Required task ▸
Swap "pixel coordinates" for "image coordinates" throughout the stretch of items from the line containing "Target: snowy mountain ridge" through the end of the items, changing nothing else. Return only that stretch.
-*-*-
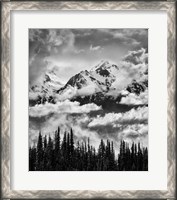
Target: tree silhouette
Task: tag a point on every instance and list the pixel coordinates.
(53, 154)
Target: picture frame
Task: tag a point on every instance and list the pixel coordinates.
(169, 7)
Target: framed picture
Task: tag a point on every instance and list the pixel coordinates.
(88, 99)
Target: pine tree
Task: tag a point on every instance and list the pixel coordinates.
(39, 164)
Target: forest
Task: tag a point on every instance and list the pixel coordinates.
(66, 155)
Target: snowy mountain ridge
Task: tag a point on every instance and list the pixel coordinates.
(97, 85)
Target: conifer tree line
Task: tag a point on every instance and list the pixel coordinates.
(56, 155)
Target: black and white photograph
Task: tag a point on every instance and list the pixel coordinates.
(88, 99)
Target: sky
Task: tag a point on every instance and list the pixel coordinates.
(69, 51)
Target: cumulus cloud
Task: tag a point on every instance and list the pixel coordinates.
(134, 66)
(139, 115)
(96, 48)
(133, 99)
(137, 57)
(44, 43)
(61, 108)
-*-*-
Complete output ▸
Target: snowy mountain ridge
Task: tag a point on every instance and list the image coordinates.
(97, 85)
Target: conifer tree line
Task: tag a point on every instance and list the image coordinates.
(56, 155)
Target: black and white photograph
Task: tag a point on every instance and list the image coordinates.
(88, 99)
Target: sky
Task: tag a point on every instance and list the image coordinates.
(69, 51)
Target: cumulus cloud
Task: tag a point on every instance and list the image coordinates.
(134, 66)
(139, 115)
(96, 48)
(133, 99)
(137, 57)
(44, 43)
(61, 108)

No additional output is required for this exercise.